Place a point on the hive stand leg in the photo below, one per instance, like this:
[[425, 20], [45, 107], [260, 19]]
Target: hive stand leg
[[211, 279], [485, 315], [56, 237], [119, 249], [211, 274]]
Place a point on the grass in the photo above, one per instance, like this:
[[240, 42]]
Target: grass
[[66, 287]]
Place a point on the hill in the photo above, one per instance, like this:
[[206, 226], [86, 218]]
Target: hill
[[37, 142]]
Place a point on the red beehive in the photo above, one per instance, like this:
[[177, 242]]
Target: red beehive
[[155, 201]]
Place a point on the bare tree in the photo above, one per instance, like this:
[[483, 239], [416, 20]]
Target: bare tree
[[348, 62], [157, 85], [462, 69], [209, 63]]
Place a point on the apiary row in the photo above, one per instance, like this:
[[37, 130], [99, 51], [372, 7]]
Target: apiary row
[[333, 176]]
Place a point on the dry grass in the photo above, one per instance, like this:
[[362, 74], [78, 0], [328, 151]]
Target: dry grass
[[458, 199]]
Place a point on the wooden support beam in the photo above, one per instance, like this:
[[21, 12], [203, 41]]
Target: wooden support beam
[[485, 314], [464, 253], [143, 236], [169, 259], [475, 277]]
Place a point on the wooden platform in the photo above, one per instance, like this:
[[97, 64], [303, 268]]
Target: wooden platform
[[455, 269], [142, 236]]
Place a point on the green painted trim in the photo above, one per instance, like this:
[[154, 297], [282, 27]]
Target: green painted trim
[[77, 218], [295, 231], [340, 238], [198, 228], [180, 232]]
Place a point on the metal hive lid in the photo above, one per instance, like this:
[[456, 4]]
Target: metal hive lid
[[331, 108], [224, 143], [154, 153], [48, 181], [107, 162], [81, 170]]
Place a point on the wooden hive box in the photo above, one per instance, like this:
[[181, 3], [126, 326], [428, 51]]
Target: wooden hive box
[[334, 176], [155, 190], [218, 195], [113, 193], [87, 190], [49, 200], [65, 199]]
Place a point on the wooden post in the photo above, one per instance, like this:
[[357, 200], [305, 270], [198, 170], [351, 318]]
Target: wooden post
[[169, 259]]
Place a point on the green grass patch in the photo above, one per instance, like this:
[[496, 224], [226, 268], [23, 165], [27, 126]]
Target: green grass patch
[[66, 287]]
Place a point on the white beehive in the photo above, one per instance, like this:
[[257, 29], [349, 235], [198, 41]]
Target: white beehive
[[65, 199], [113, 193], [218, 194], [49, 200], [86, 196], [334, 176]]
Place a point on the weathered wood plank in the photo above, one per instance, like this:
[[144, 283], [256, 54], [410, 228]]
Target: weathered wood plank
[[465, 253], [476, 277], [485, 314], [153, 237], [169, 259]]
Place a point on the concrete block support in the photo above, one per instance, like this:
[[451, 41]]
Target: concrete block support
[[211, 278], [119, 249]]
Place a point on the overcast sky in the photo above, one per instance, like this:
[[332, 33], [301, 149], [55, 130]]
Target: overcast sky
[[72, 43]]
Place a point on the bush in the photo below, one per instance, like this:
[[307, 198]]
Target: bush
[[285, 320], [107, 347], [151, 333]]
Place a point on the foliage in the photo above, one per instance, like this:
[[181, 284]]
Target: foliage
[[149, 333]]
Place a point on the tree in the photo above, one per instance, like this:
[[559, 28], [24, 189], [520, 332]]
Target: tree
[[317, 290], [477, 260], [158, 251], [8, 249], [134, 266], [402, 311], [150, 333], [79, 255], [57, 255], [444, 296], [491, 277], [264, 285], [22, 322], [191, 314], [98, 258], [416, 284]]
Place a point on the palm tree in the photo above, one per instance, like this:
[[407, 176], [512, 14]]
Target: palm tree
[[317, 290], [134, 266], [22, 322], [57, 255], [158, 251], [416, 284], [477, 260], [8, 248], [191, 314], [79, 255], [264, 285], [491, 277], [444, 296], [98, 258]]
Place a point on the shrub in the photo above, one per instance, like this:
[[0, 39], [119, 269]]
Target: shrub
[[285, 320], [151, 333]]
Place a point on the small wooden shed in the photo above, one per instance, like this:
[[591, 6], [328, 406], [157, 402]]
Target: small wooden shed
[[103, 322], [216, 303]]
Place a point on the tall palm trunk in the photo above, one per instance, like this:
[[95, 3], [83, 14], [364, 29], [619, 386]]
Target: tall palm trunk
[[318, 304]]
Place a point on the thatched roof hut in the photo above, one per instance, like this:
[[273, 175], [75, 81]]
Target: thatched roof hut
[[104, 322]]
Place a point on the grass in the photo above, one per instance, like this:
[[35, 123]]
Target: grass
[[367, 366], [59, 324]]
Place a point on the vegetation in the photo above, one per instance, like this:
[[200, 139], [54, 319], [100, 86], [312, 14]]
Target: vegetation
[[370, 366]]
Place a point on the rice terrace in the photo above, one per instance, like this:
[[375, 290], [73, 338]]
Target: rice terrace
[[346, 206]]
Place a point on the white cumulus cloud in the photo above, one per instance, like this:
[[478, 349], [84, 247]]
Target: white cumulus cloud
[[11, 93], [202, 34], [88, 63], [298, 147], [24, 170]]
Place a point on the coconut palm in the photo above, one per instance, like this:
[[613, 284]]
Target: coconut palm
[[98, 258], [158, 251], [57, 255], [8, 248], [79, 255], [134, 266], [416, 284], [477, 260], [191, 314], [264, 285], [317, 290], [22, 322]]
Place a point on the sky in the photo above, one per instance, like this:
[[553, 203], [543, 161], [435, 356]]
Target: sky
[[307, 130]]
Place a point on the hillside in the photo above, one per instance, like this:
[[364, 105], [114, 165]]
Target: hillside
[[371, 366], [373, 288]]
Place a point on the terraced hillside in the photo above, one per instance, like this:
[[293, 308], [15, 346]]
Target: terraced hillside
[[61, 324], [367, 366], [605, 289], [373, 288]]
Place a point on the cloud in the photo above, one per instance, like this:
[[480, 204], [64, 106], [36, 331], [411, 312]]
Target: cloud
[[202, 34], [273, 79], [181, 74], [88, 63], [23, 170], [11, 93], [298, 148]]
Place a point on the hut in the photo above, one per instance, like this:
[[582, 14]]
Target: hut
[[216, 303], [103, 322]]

▶ [Your goal] Each line from the start of the listing above through the line containing "[[362, 74], [78, 0], [328, 151]]" should be copied exactly, please, with no other lines added.

▶ [Written answer]
Place a point on the hive stand leg in the photo below, one per instance, like this:
[[425, 20], [45, 107], [260, 19]]
Target: hive stand leg
[[211, 279], [485, 315], [56, 237], [119, 249], [211, 274]]
Place a point on the grass in the photo above, one per instance, like this:
[[240, 42]]
Target: grass
[[66, 287]]
Place a point on the hill in the photo above, one per instance, like this:
[[206, 226], [86, 218]]
Target: hill
[[37, 142]]
Place a point on the red beehive in the photo above, one per instance, like this:
[[177, 242]]
Target: red beehive
[[155, 201]]
Place a point on the bare tree in the photo above, one per instance, like this:
[[483, 239], [416, 20]]
Target: bare tree
[[348, 62], [157, 85], [462, 69], [209, 63]]
Place a point on the apiary row in the photo above, one per instance, like this:
[[37, 130], [99, 51], [372, 7]]
Target: apiary row
[[333, 176]]
Place a point on the dry grass in the photo above, one per instance, like this:
[[362, 74], [78, 0], [328, 151]]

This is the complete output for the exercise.